I concentrate on square waves, because it’s ueasy and fun. Also see Wiki-refs Fourier analysis, FFT, Sine, Delta function and Square wave (below).

Micro course extra value. To find the curve “gain as a function of frequency” I could have ordered a scan with a sinus (from 20 Hz to 20 kHz) and seen how it came through the TDA7468 with the scope in Roll mode. Something like in the Fig.11 large curve. This would be the frequency domain. But that curve is in a way given in the data sheet, so I didn’t actually do this. However, I could also have given the input a delta pulse (a micro second pulse?) and measured what came out and then used the oscilloscope’s FFT function to present that signal, also in the frequency domain. The curve I would have seen then would in theory be the same as the gain/frequency curve. We used this technique at work to measure distance to oil surfaces in oil tanks in large oil tankers. We used a scan of GHz radio signals, and we then analysed the echo by an FFT. That gave us the distance domain, and we could search for a top in the curve. I remember I wrote the FFT from a Fortran program in the textbook to Pascal and then to assembler. This is so fun, I do recommend playing around with it.

1kHz square with treble and bass changed

Square wave from online

Fig.12 shows a 1 kHz square wave and what happens with the output when the BASS and TREBLE are changed. This 1 kHz square has some peaks up to 10 kHz, as shown in the FFT (Fast Fourier Transform) field. It’s like a trumpet (with close to a square wave output, even if we talk about lower frequencies) that has more overtones than a soothing recorder flute (with more like a sine wave output). Above, in the FFT screen, in the frequency horisontal line, there is 10 kHz per part, so you would actually see 5 peaks before 10 kHz. The base frequency’s peak at 1kHz, then peaks at 3, 5, 7, 9 and then 11. This corresponds to the odd harmonics of a square wave of 1 kHz.

Now about the input and output signals. Adding treble only, adds an overshoot. Adding bass only, makes the slope increase. Removing treble only, makes the edges softer, while removing bass only, makes the slope decrease. The above is according the text book theory of digital signal processing (DSP).

I should have had a proper signal generator that would make real square waves! Real? (Thinking about it I have: the scope’s calibration signal is one with exactly this purpose! It’s probably more real. Stay tuned. Update: next chapter) The curves from [18] are generated using HTML5 and the Web Audio API. For the square it certainly misses some of the higher harmonics, as it about stops at 20 kHz, as we seen in Fig.12. Which isn’t too bad, really. However, no source would be able to make a perfect square wave. So it has only theoretical interest here. Plus, no DAB+ receiver will deliver one either, I’d assume.
- - - - -
[Problem 1] Decide whether each statement agrees with the square-wave text, and for each one answer yes or no and quote the words from the square-wave text that decide it. (a) The author ran a sine scan from 20 Hz to 20 kHz through the TDA7468. (b) Adding only treble produces an overshoot. (c) The curves from [18] were made with HTML5 and the Web Audio API.
- - - - -
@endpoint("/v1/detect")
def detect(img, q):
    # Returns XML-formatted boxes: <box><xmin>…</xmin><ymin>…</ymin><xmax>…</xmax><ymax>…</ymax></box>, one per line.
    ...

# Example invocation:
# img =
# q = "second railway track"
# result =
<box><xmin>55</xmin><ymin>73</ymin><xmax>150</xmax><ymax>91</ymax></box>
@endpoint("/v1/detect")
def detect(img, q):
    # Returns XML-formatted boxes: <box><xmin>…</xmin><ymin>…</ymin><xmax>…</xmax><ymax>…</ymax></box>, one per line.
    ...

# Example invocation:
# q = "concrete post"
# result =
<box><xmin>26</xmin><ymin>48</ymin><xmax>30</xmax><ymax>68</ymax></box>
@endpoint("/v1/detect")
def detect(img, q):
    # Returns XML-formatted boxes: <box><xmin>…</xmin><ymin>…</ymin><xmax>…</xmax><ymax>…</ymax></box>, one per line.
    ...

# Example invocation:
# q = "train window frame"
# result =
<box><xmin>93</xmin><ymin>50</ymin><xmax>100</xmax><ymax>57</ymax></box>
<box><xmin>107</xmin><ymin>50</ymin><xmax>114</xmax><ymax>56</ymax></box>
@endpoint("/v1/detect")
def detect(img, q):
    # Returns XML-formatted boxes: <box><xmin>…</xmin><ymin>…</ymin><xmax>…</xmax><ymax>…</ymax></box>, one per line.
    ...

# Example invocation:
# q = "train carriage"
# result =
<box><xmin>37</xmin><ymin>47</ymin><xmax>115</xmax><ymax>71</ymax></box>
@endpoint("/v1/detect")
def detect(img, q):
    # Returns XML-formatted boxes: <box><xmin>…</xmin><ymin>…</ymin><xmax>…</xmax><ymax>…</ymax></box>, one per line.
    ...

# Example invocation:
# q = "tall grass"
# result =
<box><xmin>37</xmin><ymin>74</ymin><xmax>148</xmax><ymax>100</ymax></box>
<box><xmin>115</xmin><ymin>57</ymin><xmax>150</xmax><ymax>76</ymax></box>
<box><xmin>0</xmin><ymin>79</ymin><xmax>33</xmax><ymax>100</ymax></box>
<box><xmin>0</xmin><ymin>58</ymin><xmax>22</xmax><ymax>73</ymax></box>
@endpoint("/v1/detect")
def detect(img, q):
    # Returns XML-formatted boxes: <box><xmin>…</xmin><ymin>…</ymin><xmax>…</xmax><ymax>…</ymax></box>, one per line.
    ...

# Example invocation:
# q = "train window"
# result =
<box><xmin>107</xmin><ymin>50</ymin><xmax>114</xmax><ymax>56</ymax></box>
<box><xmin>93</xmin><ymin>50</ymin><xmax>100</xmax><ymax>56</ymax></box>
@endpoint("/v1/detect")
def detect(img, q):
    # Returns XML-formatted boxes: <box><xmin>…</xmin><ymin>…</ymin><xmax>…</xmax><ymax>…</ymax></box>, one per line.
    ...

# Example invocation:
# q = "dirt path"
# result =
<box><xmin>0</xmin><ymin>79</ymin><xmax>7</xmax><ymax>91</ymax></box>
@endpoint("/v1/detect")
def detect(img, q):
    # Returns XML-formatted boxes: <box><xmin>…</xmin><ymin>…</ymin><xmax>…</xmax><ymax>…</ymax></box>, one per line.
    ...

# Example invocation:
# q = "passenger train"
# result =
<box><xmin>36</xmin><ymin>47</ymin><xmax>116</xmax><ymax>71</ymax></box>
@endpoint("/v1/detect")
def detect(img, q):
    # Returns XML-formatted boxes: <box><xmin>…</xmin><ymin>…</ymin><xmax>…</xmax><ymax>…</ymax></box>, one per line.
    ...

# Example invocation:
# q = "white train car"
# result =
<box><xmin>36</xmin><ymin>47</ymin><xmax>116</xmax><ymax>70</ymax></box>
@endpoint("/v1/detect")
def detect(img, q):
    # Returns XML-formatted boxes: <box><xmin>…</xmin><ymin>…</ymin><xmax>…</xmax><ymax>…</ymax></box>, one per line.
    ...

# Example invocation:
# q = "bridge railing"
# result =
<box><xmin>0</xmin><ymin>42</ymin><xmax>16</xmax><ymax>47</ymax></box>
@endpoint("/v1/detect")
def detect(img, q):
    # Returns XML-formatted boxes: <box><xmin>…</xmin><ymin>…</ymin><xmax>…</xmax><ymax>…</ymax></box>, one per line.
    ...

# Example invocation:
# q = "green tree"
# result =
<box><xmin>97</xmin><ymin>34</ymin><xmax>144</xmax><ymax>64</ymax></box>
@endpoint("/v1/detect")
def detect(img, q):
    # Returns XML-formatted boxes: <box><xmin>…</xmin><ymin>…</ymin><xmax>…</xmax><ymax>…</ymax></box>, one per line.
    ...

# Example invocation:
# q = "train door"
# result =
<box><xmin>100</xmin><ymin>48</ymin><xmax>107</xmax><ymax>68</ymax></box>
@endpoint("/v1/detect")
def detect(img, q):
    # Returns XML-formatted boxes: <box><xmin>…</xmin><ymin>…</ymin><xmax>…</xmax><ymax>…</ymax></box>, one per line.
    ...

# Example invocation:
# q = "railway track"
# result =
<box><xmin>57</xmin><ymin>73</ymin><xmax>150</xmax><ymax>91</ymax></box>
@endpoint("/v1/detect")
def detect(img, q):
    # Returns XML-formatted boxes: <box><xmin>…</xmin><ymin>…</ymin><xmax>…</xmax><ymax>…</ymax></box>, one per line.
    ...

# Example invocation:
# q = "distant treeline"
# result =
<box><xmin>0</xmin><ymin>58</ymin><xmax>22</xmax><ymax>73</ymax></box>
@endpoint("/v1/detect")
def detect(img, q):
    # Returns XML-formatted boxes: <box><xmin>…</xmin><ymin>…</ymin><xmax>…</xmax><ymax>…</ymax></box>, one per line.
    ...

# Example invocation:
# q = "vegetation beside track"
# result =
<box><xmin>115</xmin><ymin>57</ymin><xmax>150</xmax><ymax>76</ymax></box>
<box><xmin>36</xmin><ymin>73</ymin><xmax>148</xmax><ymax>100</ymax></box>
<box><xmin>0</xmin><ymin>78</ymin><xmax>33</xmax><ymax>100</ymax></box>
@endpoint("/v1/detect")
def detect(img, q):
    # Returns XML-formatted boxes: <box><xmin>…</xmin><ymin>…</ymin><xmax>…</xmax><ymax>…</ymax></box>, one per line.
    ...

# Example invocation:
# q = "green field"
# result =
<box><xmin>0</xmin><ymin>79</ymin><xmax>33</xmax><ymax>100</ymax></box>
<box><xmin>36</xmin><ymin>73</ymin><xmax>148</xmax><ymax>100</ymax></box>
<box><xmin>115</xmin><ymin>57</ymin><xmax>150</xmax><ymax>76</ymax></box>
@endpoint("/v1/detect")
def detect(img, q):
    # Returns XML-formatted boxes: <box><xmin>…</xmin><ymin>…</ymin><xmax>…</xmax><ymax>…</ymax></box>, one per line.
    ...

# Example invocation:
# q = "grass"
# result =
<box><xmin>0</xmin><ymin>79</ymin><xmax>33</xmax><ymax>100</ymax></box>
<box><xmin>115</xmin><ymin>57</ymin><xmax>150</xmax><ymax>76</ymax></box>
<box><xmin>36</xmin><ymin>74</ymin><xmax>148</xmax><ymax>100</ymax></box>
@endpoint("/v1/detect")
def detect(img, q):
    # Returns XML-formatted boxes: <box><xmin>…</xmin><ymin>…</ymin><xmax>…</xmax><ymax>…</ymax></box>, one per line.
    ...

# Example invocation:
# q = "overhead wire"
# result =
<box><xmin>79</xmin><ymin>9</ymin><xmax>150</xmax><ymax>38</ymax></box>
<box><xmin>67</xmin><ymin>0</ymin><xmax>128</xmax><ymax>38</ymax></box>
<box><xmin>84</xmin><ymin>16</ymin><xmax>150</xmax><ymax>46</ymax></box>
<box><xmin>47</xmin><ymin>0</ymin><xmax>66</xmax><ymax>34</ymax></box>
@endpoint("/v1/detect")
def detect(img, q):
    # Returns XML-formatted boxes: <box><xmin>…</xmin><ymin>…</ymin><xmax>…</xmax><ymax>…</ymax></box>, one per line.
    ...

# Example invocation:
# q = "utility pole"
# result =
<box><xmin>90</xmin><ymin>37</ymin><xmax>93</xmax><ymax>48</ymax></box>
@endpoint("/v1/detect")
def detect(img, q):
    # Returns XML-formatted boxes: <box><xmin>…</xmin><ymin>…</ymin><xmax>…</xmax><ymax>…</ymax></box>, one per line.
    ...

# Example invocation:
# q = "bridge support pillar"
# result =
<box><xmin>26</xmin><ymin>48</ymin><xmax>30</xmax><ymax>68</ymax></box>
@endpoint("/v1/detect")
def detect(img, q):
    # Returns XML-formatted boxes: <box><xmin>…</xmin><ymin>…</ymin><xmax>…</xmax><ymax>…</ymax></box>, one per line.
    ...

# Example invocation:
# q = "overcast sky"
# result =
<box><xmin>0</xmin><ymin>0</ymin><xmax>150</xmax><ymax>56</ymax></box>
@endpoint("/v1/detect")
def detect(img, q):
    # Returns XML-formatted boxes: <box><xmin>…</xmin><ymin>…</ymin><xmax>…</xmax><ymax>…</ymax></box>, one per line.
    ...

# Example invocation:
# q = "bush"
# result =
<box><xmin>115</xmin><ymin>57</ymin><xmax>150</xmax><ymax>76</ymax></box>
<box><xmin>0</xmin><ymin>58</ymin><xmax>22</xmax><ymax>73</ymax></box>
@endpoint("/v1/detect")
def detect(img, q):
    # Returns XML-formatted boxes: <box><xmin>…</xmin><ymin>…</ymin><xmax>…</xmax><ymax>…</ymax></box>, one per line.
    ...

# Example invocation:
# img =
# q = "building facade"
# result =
- - - - -
[Problem 2] Collect every line of the listing that contains the word "track", treating uppercase and lowercase as different.

[Output 1]
(a) No: "so I didn’t actually do this."
(b) Yes: "Adding treble only, adds an overshoot."
(c) Yes: "The curves from [18] are generated using HTML5 and the Web Audio API."

[Output 2]
# q = "second railway track"
# q = "railway track"
# q = "vegetation beside track"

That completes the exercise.